START Material supplied

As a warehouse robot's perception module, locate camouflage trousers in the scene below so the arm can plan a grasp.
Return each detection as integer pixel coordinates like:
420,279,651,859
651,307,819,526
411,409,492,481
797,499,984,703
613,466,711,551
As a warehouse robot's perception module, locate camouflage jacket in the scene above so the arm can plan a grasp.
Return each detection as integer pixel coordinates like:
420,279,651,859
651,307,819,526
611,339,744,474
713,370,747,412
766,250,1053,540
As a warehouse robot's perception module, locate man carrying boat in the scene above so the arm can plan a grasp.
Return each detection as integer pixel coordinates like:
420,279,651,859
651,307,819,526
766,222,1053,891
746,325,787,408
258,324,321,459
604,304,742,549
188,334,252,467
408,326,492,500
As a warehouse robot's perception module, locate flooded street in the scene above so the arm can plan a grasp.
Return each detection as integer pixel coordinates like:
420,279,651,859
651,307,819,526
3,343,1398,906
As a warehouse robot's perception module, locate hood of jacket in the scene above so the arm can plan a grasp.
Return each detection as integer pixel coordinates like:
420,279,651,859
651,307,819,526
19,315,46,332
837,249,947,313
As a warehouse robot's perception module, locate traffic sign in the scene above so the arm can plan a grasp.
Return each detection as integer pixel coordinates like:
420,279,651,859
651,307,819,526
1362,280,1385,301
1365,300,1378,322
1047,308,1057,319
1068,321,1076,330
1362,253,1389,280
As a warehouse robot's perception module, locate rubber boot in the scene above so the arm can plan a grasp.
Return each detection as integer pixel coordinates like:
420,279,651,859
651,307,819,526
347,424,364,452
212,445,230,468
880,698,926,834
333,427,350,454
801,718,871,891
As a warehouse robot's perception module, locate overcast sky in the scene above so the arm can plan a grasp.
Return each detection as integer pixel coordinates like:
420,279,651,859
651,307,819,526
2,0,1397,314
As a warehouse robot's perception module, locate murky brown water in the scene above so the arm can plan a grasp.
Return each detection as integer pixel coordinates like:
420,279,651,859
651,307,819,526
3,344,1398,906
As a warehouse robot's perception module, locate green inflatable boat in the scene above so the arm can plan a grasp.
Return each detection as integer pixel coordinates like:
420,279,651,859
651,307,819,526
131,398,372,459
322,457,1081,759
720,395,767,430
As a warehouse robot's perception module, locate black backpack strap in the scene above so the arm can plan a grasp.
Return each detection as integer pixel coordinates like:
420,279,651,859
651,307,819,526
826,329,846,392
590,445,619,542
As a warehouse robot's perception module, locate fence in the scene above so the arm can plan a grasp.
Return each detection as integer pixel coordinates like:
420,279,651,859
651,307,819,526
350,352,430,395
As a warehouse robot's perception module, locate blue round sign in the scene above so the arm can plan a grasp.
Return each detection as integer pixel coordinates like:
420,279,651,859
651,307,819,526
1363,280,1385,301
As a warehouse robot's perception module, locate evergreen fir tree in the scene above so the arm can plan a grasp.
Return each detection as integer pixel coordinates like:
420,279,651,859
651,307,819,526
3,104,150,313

END Material supplied

- _About this task_
Reproduce the entries exactly as they appear.

- _Reply to the task_
As a warehouse robot's perception module, locate camouflage trousers in the scene below so the arm can plan a grasp.
Return each detection as integer pixel coordinates like:
420,279,651,859
651,307,819,526
411,409,492,481
797,499,984,703
613,466,711,551
As a warehouse robot's perception module, locate camouflage jacket in the scene above so the arm can plan a grasp.
Return each detection as integer pixel coordinates like:
420,279,651,859
651,307,819,526
611,339,744,474
713,370,747,412
766,250,1053,540
As a warehouse robot's perception module, locate man carrying boat in the scene above so the arm can plan a grasp.
Return each detection as integer pixel coordinates like:
420,279,651,859
651,307,819,526
766,222,1053,891
746,325,787,408
258,324,321,459
604,304,742,549
188,334,252,467
408,326,492,500
As a warehouse robot's perception module, locate flooded street in the scene above so the arm can plan a grasp.
Return each detection as integer pixel coordinates like:
420,279,651,859
651,307,819,526
3,343,1398,906
As a warehouse robot's perception module, locate hood of jacket in the scene above so the arm can plan a grasp.
Return each detection as integer pixel coordinates like:
420,279,651,859
651,307,819,526
19,315,46,332
837,249,947,313
As a warehouse robot's perception module, locate traffic sign in the scene above so the arm can plan a grasp.
Return each detection as integer pixel coordinates like:
420,279,651,859
651,307,819,526
1362,280,1385,301
1365,300,1378,322
1047,308,1057,319
1068,321,1076,330
1362,253,1389,280
As a warehouse robot's perception module, locate rubber boot in the scene above so the arm can plan a grasp.
Return each detection as integer pixel coordinates like:
420,279,651,859
651,307,819,526
347,424,364,452
212,445,230,468
880,698,926,834
333,427,350,454
801,718,871,891
As a warehouse robot's perception module, locate overcast sky in the scene above so the arm can plan a grasp.
Return each detection as integer pixel coordinates like:
420,279,651,859
651,307,819,526
2,0,1397,314
As a warehouse robot's perception module, locate murky brown water in the scene above so the arm can plan a grasp.
Return each detection as integer pixel coordinates like:
420,279,651,859
651,307,819,526
3,344,1398,906
As a warehouse robot's perception module, locate green inflatable boat in the scene above so the arm can plan a grasp.
Return each detection as integer pixel coordinates like:
420,279,651,859
651,307,819,526
131,398,372,459
322,457,1081,759
720,395,767,430
As a warehouse robot's perception module, locate black backpack strap in the scene above so the arm can plan a grasp.
Return each detection as integer pixel coordinates like:
420,279,651,859
651,307,819,526
826,329,846,392
590,445,619,542
As a warehouse robot's perception module, locate fence in the scene above so the arm can plan a grasp.
Return each detection as integer pixel coordinates like:
420,279,651,859
651,307,819,526
350,352,430,395
As a warehouse robot's perception module, locate blue round sign in the scene above so the arm can plan a grasp.
Return each detection as integer pixel coordinates like:
420,279,651,859
651,307,819,526
1363,280,1385,301
As a warehouse robot's perception module, locate evergreen fir tree in the scene above so the arm can plan a grasp.
Return each detection as integer pixel coordinates like:
420,279,651,859
651,307,819,526
3,104,150,313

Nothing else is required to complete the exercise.